Set exercise A:
Render the lines of the rows as a Markdown table with the columns "Row" and "Line," starting with the line containing "For every instance of the green plastic" and going on through the line containing "(1030, 236)", and leave out any blank lines.

Text segment:

________

A much ballyhooed addition to Wichita is hot, hot, hot — literally and figuratively

If you’re flying in and out of Wichita on scorching triple-digit days this summer, you might be confused about Wichita Dwight D. Eisenhower National Airport’s much-ballyhooed glass jet bridges.

Wait a minute, more than one person has thought, aren’t these supposed to be air conditioned?

“I can give you the short answer: Those glass boarding bridges are doing everything they can do,” said Brad Christopher, assistant director of airports and COO.

“Those darn boarding bridges . . . are just like standing under a magnifying glass under that sun,” he said. “This time of year, we do have some calls, concerns (and) complaints.”

The longer answer, Christopher said, is the interesting backstory on the bridges — the technical term is passenger boarding bridges, but they’re also known as loading bridges, jetways and jet bridges — and the disagreement he and former director of airports Victor White had when selecting them during the new airport’s design phase.

White was all for them. Christopher, not so much.

He was concerned they might be like standing in a greenhouse. He worried what birds might do to the glass in the natural course of their days. Mostly, though, Christopher was uneasy about being one of the first customers for glass bridges nationally and that there weren’t other airports Wichita’s size to learn from about how they performed.

Glass bridges have been popular in Europe and Asia for some time, but Christopher said, “When we bought the boarding bridges, we were the largest U.S. customer of glass boarding bridges.”

The new Wichita airport opened in 2015. Prior to that, only two or three other domestic airports had the glass bridges, and each of those had only two or three at most.

Normally, glass bridges cost more than metal ones, but the 11 that Wichita purchased did not because Utah-based Jetway Systems wanted to promote the bridges through Wichita’s use of them.

“They gave us an incredible price, so we said, ‘Yep, OK, let’s do the glass boarding bridges,’ ” Christopher said.

He said he and White knew the downside was that at certain times, “It might get a skosh warm in there.”

Chilling trivia

Though air travelers may question this on the hottest of days, Christopher said, “We did not cut corners or slouch on chilled air or cooling capacity for those bridges.”

Each bridge has two chillers on top with a combined 20-ton chilling capacity.

“That’s a bunch on top of each one of those,” Christopher said.

There is an additional 30-ton unit on the bottom of the bridge that is designed to hook up to airplanes to cool them as they sit on the tarmac.

“Here’s a bit of trivia for you,” Christopher said. “All of those 11 boarding bridges have more tonnage chilling capacity than the terminal building itself.”

The July electric bill for air conditioning the bridges was $5,000. For the same month, the cost for operating the electric-powered bridges themselves was $4,000.

________

Set exercise B:
Reproduce the passage of the airport article starting with "Wait a minute, more" and going on through "not so much.", changing every occurrence of "boarding bridges" to "loading bridges".

Collected data:
________

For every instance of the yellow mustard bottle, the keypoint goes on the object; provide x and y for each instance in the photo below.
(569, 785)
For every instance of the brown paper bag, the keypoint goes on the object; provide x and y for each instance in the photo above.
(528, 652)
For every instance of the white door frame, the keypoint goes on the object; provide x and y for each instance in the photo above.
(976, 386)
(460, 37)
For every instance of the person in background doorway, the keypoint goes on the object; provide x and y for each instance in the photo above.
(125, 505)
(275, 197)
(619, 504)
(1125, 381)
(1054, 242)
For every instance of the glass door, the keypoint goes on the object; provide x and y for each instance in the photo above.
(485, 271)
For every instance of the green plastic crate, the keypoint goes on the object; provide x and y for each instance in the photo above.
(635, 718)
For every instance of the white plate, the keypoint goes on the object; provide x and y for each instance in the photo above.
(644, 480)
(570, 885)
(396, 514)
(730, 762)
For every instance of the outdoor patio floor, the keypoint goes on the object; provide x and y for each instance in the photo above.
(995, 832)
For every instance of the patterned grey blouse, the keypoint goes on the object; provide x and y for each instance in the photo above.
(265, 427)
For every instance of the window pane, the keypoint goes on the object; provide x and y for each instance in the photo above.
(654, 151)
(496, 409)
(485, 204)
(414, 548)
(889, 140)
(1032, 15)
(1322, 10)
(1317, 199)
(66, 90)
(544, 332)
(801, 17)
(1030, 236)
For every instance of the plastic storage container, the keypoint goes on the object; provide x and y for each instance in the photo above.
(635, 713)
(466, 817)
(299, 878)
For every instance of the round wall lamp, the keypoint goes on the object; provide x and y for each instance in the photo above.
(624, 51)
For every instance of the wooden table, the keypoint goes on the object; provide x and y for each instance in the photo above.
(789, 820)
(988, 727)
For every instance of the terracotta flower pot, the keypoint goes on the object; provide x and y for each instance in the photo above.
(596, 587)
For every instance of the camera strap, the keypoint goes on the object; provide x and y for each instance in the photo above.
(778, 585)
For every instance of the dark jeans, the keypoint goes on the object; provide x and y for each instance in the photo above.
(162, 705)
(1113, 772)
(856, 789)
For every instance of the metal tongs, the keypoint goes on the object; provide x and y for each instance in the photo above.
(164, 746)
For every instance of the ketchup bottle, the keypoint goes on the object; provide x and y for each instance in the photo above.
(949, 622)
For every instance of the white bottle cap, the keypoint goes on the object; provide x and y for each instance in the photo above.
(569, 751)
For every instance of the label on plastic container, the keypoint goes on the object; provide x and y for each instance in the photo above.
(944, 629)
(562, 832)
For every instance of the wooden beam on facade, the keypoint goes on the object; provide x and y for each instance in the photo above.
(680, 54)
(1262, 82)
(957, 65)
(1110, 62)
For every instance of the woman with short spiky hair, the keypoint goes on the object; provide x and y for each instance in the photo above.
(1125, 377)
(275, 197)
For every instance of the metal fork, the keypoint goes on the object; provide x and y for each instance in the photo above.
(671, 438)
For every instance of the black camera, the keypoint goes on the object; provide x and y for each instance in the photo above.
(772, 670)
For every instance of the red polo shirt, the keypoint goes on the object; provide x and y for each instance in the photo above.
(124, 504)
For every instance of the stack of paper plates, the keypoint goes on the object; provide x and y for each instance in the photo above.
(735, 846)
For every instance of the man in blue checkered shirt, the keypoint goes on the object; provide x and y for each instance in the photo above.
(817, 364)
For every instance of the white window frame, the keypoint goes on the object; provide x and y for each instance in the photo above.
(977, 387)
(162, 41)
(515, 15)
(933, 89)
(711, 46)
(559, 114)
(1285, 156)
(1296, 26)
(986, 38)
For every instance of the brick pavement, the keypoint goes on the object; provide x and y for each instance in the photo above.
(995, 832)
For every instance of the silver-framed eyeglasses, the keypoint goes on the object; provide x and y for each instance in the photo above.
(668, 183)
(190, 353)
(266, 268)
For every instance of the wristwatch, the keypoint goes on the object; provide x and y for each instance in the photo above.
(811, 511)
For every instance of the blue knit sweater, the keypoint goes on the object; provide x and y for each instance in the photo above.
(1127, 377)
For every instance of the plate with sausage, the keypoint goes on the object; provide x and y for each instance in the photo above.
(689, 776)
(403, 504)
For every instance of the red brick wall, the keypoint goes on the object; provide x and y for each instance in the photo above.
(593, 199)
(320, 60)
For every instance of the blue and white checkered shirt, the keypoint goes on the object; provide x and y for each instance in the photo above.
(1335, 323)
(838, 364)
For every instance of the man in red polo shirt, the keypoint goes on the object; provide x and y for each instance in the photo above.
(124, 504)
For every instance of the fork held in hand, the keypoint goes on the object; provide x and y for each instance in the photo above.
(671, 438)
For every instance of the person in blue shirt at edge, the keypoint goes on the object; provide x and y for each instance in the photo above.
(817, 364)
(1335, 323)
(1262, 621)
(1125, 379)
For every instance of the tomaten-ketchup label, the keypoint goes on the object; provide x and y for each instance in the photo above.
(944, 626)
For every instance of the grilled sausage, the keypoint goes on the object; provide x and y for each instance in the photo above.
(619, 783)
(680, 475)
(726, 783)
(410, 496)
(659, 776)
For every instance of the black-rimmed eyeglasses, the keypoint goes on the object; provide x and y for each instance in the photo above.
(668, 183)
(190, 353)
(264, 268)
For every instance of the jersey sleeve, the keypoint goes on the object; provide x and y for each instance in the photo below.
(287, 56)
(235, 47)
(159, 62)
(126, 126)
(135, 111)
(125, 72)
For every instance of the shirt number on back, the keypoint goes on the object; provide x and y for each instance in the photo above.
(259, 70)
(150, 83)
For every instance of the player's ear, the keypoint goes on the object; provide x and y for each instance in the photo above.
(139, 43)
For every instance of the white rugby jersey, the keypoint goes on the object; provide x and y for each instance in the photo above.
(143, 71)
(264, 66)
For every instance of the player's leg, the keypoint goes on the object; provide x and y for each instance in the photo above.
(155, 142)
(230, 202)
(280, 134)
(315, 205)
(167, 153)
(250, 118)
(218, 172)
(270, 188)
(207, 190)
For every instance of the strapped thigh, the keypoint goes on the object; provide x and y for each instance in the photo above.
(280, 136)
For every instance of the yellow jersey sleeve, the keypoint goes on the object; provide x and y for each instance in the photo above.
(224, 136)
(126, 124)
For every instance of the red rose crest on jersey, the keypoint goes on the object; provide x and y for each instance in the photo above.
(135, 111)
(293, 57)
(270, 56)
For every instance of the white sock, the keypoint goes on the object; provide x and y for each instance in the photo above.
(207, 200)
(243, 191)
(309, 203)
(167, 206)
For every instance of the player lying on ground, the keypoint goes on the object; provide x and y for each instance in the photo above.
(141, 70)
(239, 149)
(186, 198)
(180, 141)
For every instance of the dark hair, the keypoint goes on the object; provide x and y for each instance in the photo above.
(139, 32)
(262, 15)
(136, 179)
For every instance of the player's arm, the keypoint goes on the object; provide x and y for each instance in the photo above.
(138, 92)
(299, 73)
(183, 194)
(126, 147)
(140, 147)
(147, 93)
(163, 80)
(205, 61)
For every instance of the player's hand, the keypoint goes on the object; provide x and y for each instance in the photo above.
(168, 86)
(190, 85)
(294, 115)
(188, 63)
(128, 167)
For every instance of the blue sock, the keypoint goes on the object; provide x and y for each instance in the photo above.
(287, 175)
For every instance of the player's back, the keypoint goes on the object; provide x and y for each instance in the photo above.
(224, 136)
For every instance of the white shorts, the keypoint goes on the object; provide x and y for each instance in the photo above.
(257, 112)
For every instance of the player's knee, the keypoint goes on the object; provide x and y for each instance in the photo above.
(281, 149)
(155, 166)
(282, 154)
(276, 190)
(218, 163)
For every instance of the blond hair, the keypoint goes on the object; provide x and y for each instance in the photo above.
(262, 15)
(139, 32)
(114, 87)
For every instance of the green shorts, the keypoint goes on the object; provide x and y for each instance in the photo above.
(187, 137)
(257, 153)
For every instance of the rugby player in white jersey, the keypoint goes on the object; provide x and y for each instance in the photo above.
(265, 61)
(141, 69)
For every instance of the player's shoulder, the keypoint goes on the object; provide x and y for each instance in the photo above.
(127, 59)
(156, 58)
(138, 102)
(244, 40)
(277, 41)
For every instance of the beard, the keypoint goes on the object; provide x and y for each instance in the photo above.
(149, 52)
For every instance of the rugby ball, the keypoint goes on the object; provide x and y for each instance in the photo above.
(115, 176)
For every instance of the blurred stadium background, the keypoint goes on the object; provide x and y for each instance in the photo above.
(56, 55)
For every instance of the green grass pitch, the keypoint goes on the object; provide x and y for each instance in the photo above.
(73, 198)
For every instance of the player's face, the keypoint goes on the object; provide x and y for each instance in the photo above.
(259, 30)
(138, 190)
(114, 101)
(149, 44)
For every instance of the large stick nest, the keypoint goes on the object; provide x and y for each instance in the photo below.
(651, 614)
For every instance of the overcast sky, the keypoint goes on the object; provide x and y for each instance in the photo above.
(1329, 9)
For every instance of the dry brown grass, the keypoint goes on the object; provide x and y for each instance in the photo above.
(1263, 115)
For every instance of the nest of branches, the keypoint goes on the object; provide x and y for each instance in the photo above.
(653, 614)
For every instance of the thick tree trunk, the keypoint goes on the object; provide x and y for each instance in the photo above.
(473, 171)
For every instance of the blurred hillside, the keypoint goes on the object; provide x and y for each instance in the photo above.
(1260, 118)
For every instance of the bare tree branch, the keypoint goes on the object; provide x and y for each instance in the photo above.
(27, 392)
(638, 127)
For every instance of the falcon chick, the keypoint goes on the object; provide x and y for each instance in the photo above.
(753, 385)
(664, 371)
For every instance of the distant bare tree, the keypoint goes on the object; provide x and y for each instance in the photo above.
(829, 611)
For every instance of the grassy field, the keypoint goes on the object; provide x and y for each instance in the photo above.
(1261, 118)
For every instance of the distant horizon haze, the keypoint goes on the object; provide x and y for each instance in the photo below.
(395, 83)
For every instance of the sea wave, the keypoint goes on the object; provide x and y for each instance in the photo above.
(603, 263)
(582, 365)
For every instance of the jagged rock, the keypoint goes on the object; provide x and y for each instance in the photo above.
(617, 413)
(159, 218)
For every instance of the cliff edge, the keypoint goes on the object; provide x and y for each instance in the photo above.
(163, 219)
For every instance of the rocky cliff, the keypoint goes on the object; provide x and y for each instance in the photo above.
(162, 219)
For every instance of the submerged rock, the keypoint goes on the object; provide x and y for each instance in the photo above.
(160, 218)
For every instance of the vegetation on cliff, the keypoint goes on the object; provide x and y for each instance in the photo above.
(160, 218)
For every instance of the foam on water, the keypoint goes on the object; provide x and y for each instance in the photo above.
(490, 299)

________

Complete response A:
| Row | Line |
|---|---|
| 1 | For every instance of the green plastic crate, the keypoint goes on the object; provide x and y for each instance in the photo above. |
| 2 | (635, 718) |
| 3 | For every instance of the white plate, the keypoint goes on the object; provide x and y for each instance in the photo above. |
| 4 | (644, 480) |
| 5 | (570, 885) |
| 6 | (396, 514) |
| 7 | (730, 762) |
| 8 | For every instance of the outdoor patio floor, the keypoint goes on the object; provide x and y for each instance in the photo above. |
| 9 | (995, 832) |
| 10 | For every instance of the patterned grey blouse, the keypoint goes on the object; provide x and y for each instance in the photo above. |
| 11 | (265, 427) |
| 12 | For every instance of the window pane, the keypoint goes on the object; provide x and y for each instance in the photo above. |
| 13 | (654, 151) |
| 14 | (496, 409) |
| 15 | (485, 204) |
| 16 | (414, 548) |
| 17 | (889, 140) |
| 18 | (1032, 15) |
| 19 | (1322, 10) |
| 20 | (1317, 199) |
| 21 | (66, 90) |
| 22 | (544, 332) |
| 23 | (801, 17) |
| 24 | (1030, 236) |

Complete response B:
Wait a minute, more than one person has thought, aren’t these supposed to be air conditioned?

“I can give you the short answer: Those glass loading bridges are doing everything they can do,” said Brad Christopher, assistant director of airports and COO.

“Those darn loading bridges . . . are just like standing under a magnifying glass under that sun,” he said. “This time of year, we do have some calls, concerns (and) complaints.”

The longer answer, Christopher said, is the interesting backstory on the bridges — the technical term is passenger loading bridges, but they’re also known as loading bridges, jetways and jet bridges — and the disagreement he and former director of airports Victor White had when selecting them during the new airport’s design phase.

White was all for them. Christopher, not so much.